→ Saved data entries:
--------

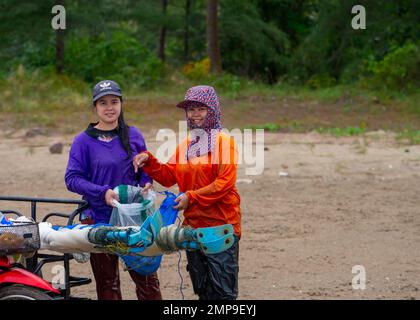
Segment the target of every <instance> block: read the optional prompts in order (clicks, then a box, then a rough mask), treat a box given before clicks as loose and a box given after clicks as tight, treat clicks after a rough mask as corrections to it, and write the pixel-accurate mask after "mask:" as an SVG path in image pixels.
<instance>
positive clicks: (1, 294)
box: [0, 256, 61, 300]
mask: <svg viewBox="0 0 420 320" xmlns="http://www.w3.org/2000/svg"><path fill="white" fill-rule="evenodd" d="M60 295H61V293H60V291H59V290H57V289H56V288H54V287H53V286H52V285H51V283H49V282H47V281H45V280H44V279H42V278H40V277H39V276H37V275H36V274H33V273H32V272H29V271H28V270H25V269H24V268H22V267H21V266H20V265H18V264H15V263H13V261H11V259H10V258H9V257H7V256H0V300H51V299H53V298H54V297H59V296H60Z"/></svg>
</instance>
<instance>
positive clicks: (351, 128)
mask: <svg viewBox="0 0 420 320" xmlns="http://www.w3.org/2000/svg"><path fill="white" fill-rule="evenodd" d="M316 131H317V132H319V133H324V134H329V135H333V136H336V137H345V136H358V135H362V134H364V133H365V132H366V129H365V128H363V127H345V128H322V127H321V128H318V129H317V130H316Z"/></svg>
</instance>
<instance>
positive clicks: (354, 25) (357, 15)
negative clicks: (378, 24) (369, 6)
mask: <svg viewBox="0 0 420 320" xmlns="http://www.w3.org/2000/svg"><path fill="white" fill-rule="evenodd" d="M351 13H353V14H356V15H355V16H354V17H353V19H352V20H351V27H352V28H353V29H354V30H360V29H363V30H364V29H366V9H365V7H364V6H362V5H355V6H353V8H351Z"/></svg>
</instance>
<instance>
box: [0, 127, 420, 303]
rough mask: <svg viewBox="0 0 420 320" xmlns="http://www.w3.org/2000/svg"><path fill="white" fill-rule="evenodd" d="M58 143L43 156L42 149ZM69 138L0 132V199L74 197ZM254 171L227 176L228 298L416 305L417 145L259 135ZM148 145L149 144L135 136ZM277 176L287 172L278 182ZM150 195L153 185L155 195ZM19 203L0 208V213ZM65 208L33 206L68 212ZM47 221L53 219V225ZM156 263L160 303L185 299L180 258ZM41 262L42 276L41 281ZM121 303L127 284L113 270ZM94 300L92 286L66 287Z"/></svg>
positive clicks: (268, 135) (1, 207)
mask: <svg viewBox="0 0 420 320" xmlns="http://www.w3.org/2000/svg"><path fill="white" fill-rule="evenodd" d="M57 139H59V140H61V141H63V142H64V143H65V148H64V152H63V153H62V154H60V155H51V154H49V151H48V145H49V144H50V142H52V141H54V140H57ZM71 140H72V137H70V136H60V137H45V136H37V137H34V138H24V133H23V132H17V133H14V134H12V135H9V136H8V137H7V138H6V137H5V135H4V134H3V135H1V134H0V194H1V195H25V196H33V197H38V196H39V197H61V198H78V196H77V195H75V194H72V193H70V192H68V191H67V190H66V188H65V186H64V183H63V176H64V171H65V166H66V162H67V157H68V151H69V147H70V143H71ZM265 140H266V149H267V150H266V151H265V170H264V173H263V174H262V175H259V176H246V175H245V173H244V169H245V168H244V166H241V167H240V168H239V173H238V179H239V180H238V184H237V186H238V189H239V193H240V195H241V198H242V203H241V208H242V224H243V225H242V230H243V238H242V240H241V242H240V274H239V298H240V299H419V298H420V291H419V290H420V280H419V279H420V278H419V275H420V251H419V250H418V248H419V246H420V233H419V229H420V215H419V214H418V207H419V200H418V199H419V198H418V192H417V191H418V190H419V188H420V176H419V169H420V146H403V145H398V144H396V143H395V139H394V137H393V136H391V135H389V134H384V133H375V134H368V135H367V136H366V137H364V138H355V137H348V138H334V137H327V136H320V135H318V134H314V133H309V134H266V136H265ZM147 141H148V146H149V149H151V150H152V151H155V150H156V148H157V146H158V144H157V143H156V142H155V141H154V135H153V134H150V135H148V137H147ZM279 172H285V173H287V174H288V175H287V176H285V175H279ZM158 189H162V188H159V187H158ZM6 208H9V209H20V210H22V211H23V212H25V213H26V214H28V215H29V205H23V204H21V203H8V202H2V203H0V209H6ZM71 209H72V208H71V207H68V206H61V207H57V206H55V207H54V206H51V205H49V206H48V205H44V206H40V207H39V211H40V216H42V214H45V213H47V212H51V211H61V212H69V211H71ZM57 222H59V221H57ZM178 261H179V257H178V255H177V254H173V255H169V256H165V257H164V260H163V263H162V266H161V268H160V270H159V278H160V281H161V289H162V294H163V297H164V298H165V299H181V298H182V295H181V291H180V288H181V277H180V274H181V276H182V278H183V284H182V292H183V294H184V296H185V298H186V299H195V296H194V294H193V292H192V287H191V283H190V279H189V276H188V274H187V272H186V270H185V267H186V258H185V253H184V252H183V253H182V255H181V259H180V261H179V265H180V268H179V272H180V274H179V272H178ZM355 265H361V266H363V267H364V269H365V272H366V288H365V289H364V290H361V289H354V288H353V287H352V279H353V277H354V276H356V274H355V273H352V268H353V267H354V266H355ZM51 267H52V266H46V267H45V268H44V274H45V277H46V278H49V277H51V276H52V273H51V269H52V268H51ZM71 270H72V272H71V273H72V274H73V275H77V276H88V277H92V274H91V271H90V266H89V265H88V264H78V263H76V262H74V261H72V263H71ZM121 279H122V291H123V297H124V299H135V292H134V285H133V284H132V282H131V280H130V278H129V276H128V273H127V272H124V271H123V270H122V268H121ZM72 293H73V294H74V295H81V296H85V297H89V298H92V299H95V298H96V294H95V286H94V283H92V284H90V285H87V286H83V287H78V288H74V289H72Z"/></svg>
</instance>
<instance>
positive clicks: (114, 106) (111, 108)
mask: <svg viewBox="0 0 420 320" xmlns="http://www.w3.org/2000/svg"><path fill="white" fill-rule="evenodd" d="M95 110H96V114H97V115H98V118H99V124H103V125H105V126H107V127H108V126H113V125H115V126H117V125H118V117H119V116H120V114H121V100H120V98H119V97H117V96H114V95H107V96H104V97H102V98H100V99H99V100H98V101H96V103H95Z"/></svg>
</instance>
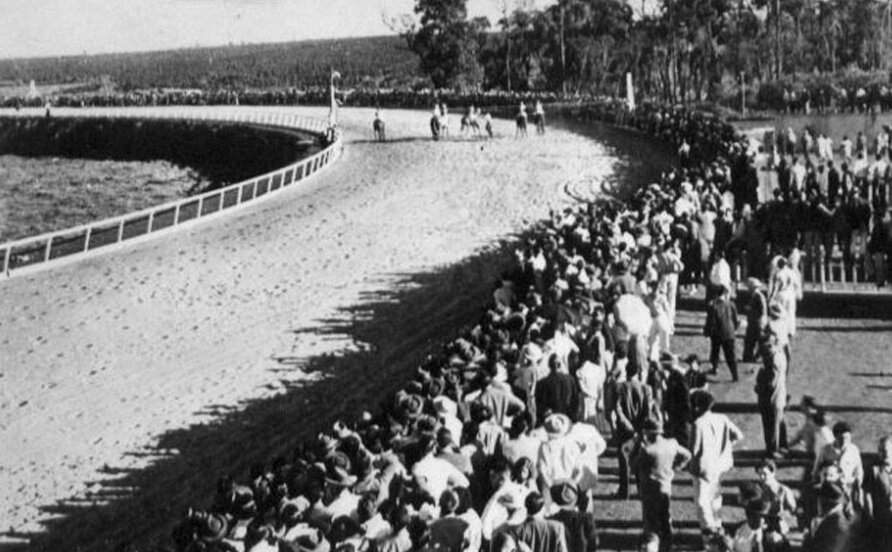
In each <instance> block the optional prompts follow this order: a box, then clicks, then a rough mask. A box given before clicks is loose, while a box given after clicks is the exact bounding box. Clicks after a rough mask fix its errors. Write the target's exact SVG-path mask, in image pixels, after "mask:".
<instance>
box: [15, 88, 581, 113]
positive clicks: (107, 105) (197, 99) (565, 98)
mask: <svg viewBox="0 0 892 552" xmlns="http://www.w3.org/2000/svg"><path fill="white" fill-rule="evenodd" d="M336 98H337V101H338V103H339V104H340V105H342V106H344V107H359V106H362V107H372V106H375V107H381V108H396V109H428V108H429V107H430V105H431V101H432V100H431V99H432V98H437V99H438V101H439V102H442V103H446V104H448V105H471V104H473V105H476V106H478V107H481V108H493V107H503V108H506V109H507V108H508V107H509V106H510V107H512V108H513V107H515V106H516V105H517V103H518V102H519V101H524V102H526V103H528V104H532V103H533V102H535V101H541V102H543V103H554V102H579V101H586V100H592V99H594V98H592V97H584V96H579V95H564V94H556V93H552V92H526V93H524V92H511V93H508V92H502V91H490V92H481V93H471V94H465V93H460V92H456V91H452V90H413V89H408V88H407V89H374V90H373V89H365V88H346V89H342V88H338V89H337V92H336ZM47 101H49V102H51V104H52V105H53V106H57V107H145V106H173V105H184V106H189V105H328V104H329V103H330V101H331V93H330V90H329V89H328V88H327V87H323V86H316V87H308V88H281V89H264V90H250V89H248V90H202V89H160V88H159V89H153V90H134V91H130V92H116V93H112V94H102V93H96V92H82V93H59V94H55V95H53V97H48V98H42V97H40V96H34V97H30V98H29V97H18V96H14V97H0V107H6V108H23V107H44V106H45V104H46V102H47Z"/></svg>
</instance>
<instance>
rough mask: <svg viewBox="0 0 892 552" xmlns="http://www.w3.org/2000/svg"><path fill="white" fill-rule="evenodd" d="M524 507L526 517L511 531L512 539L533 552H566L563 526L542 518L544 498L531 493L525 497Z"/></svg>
mask: <svg viewBox="0 0 892 552" xmlns="http://www.w3.org/2000/svg"><path fill="white" fill-rule="evenodd" d="M524 506H526V509H527V516H528V517H527V519H526V520H525V521H524V522H523V523H521V524H520V525H518V526H517V527H515V528H514V529H512V530H511V533H512V536H513V537H514V539H515V540H516V541H517V542H518V543H523V544H525V545H527V546H528V547H529V548H530V550H534V551H535V552H568V551H567V537H566V533H565V531H564V526H563V524H561V523H560V522H558V521H554V520H549V519H545V518H544V517H543V514H544V513H545V512H544V511H543V510H544V507H545V498H544V497H543V496H542V495H540V494H539V493H537V492H536V491H533V492H531V493H530V494H528V495H527V498H526V500H525V501H524Z"/></svg>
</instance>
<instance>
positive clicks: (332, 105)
mask: <svg viewBox="0 0 892 552" xmlns="http://www.w3.org/2000/svg"><path fill="white" fill-rule="evenodd" d="M339 78H341V74H340V73H338V72H337V71H335V70H334V68H332V69H331V74H330V78H329V81H328V90H329V95H330V104H329V108H328V126H330V127H334V126H336V125H337V124H338V101H337V99H336V98H335V86H334V81H335V79H339Z"/></svg>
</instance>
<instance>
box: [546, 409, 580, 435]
mask: <svg viewBox="0 0 892 552" xmlns="http://www.w3.org/2000/svg"><path fill="white" fill-rule="evenodd" d="M572 425H573V422H571V421H570V418H568V417H567V416H566V415H565V414H552V415H550V416H548V417H547V418H545V424H544V426H545V432H546V433H548V436H549V437H552V438H554V437H563V436H564V435H566V434H567V433H569V432H570V428H571V426H572Z"/></svg>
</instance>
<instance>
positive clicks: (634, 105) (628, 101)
mask: <svg viewBox="0 0 892 552" xmlns="http://www.w3.org/2000/svg"><path fill="white" fill-rule="evenodd" d="M626 103H627V104H628V106H629V111H635V89H634V88H633V87H632V73H626Z"/></svg>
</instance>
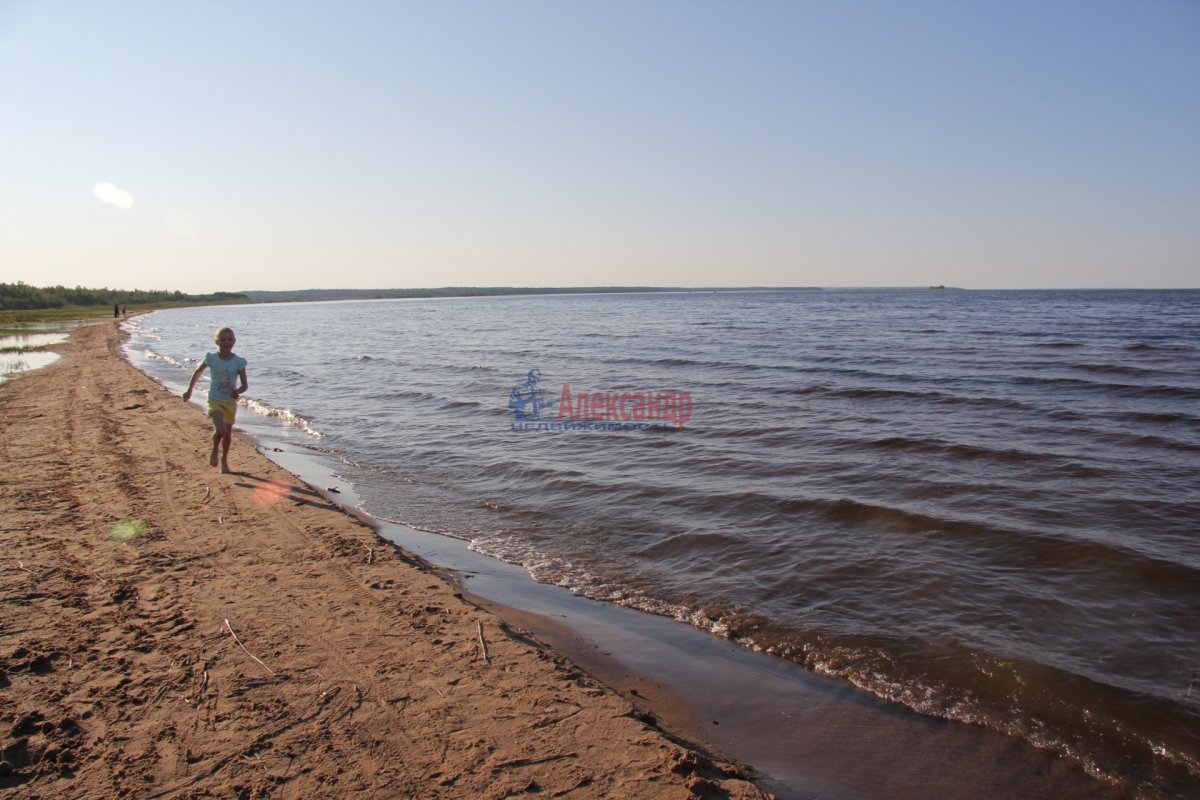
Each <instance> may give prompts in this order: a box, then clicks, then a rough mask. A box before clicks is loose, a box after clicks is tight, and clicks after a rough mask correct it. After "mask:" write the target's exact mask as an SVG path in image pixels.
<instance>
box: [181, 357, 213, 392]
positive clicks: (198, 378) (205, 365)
mask: <svg viewBox="0 0 1200 800" xmlns="http://www.w3.org/2000/svg"><path fill="white" fill-rule="evenodd" d="M208 366H209V365H206V363H204V362H203V361H200V366H198V367H197V368H196V372H193V373H192V379H191V380H190V381H188V383H187V391H186V392H184V399H185V401H188V399H192V387H193V386H196V381H197V380H199V379H200V375H202V374H204V369H205V368H206V367H208Z"/></svg>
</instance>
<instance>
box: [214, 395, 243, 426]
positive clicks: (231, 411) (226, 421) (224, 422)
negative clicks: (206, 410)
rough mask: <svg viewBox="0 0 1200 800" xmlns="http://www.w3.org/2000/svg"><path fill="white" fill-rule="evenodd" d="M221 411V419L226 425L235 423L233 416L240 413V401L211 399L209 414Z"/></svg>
mask: <svg viewBox="0 0 1200 800" xmlns="http://www.w3.org/2000/svg"><path fill="white" fill-rule="evenodd" d="M217 411H221V419H222V420H223V421H224V423H226V425H233V417H234V416H235V415H236V414H238V401H215V399H210V401H209V416H212V415H214V414H216V413H217Z"/></svg>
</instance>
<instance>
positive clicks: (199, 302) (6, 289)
mask: <svg viewBox="0 0 1200 800" xmlns="http://www.w3.org/2000/svg"><path fill="white" fill-rule="evenodd" d="M246 300H247V297H246V295H244V294H236V293H234V291H215V293H212V294H184V293H182V291H163V290H158V291H143V290H142V289H133V290H125V289H85V288H84V287H74V288H73V289H68V288H67V287H31V285H26V284H25V283H23V282H20V281H18V282H17V283H0V311H29V309H38V308H62V307H64V306H112V305H113V303H125V305H128V306H149V305H168V303H188V302H196V303H204V302H214V303H216V302H246Z"/></svg>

--------

→ YOUR ASSIGNMENT: Pull out every line of the records that contains the string "exact", copying each line in full. Case counts.

→ WRITTEN RESPONSE:
In each <instance> block the optional prompts follow this order: a box, then clicks, then a rough mask. A box given before clicks is loose, while a box given after clicks is the exact bounding box. Clicks after a rough mask fix its errors. Write the target's exact SVG-path mask, in image pixels, after "mask:".
Each <instance> may give prompts in this order: a box, then clicks, then a rough mask. A box before clicks is loose, a box after clicks is tight, and clicks after a rough mask correct it. After "mask:" write the target's exact mask as an SVG path in image pixels.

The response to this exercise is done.